Records for this exercise:
------------------------
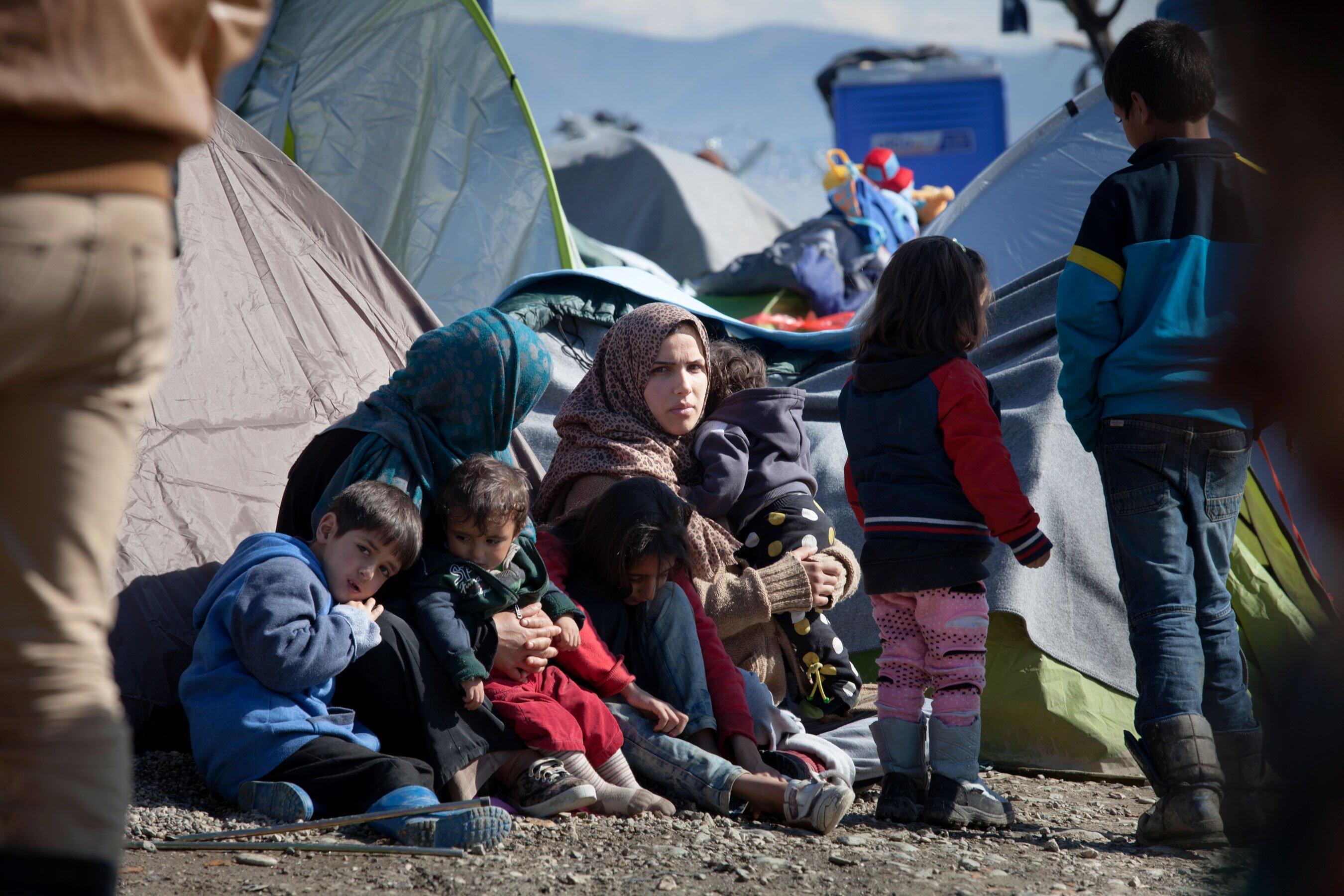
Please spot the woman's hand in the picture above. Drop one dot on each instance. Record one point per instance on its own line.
(745, 753)
(667, 720)
(823, 575)
(525, 644)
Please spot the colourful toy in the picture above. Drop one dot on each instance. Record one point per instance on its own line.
(930, 201)
(882, 167)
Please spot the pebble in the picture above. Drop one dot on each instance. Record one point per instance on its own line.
(854, 840)
(253, 859)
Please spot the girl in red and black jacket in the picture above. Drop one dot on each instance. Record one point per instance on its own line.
(932, 484)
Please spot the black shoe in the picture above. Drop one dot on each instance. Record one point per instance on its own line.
(1182, 765)
(960, 804)
(548, 789)
(1252, 791)
(902, 798)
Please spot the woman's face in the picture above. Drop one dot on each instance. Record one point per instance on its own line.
(678, 382)
(647, 578)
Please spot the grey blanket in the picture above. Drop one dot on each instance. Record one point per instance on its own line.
(1072, 608)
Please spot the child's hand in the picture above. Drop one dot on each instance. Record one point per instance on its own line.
(373, 608)
(473, 693)
(667, 720)
(569, 639)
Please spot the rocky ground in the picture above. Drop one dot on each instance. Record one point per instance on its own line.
(1070, 837)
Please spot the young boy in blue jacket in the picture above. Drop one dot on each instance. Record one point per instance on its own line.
(279, 622)
(1145, 296)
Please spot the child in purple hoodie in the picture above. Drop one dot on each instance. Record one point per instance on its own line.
(759, 481)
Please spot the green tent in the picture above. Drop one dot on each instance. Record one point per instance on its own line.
(409, 114)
------------------------
Task:
Please reproduce all of the items above word for word, leaving out the pictures.

Output of the task:
Please spot the woman's hand in the picture above. Drop one dot on each instance. Record one point per instance on its own line.
(745, 753)
(667, 720)
(823, 575)
(525, 644)
Please spot the colourful toy in the picture above. Drop one dot on each instance. Record one point per instance on its own line.
(930, 201)
(882, 167)
Please spot the pebble in the picture above. Drop one dot on each instance. Record one point per instance on its own line.
(854, 840)
(253, 859)
Please spot the girl in red and black jacket in the picture above. Drop one dot on each instance. Record one point per instance on its own line.
(932, 484)
Please spot the black shoe in the picture above. Drop one dot on each instance. Record one point per instance on its own line.
(1182, 765)
(960, 804)
(548, 789)
(1252, 791)
(902, 798)
Please spot the woman's face in the picture above. Drop one dot on each instance. Record one point per instance on its own line.
(678, 382)
(647, 578)
Please spot the grey blanket in the picture above. Drop one dot on each instance. Record one point per instance on its own line.
(1072, 608)
Please spot the child's hand in the picture above. Drop one dot on each instance. Record one point per instance on its own line.
(373, 608)
(473, 693)
(667, 720)
(569, 639)
Please spot the rocky ground in the picture above. Drop one dot on each instance. Record one point per instance on its own line.
(1070, 837)
Please spot the young boy in blue jacket in the picture above. Drop one dot on each instance. Record one point per instance on its own line.
(279, 622)
(1145, 296)
Please spot the child in purple hoodie in the picture above. Drop one dot on each instance. Record one point per instance on its own line.
(759, 481)
Please spot the green tent in the picture above. Drop one dot on each instance. Record one point per instance on its own line.
(409, 114)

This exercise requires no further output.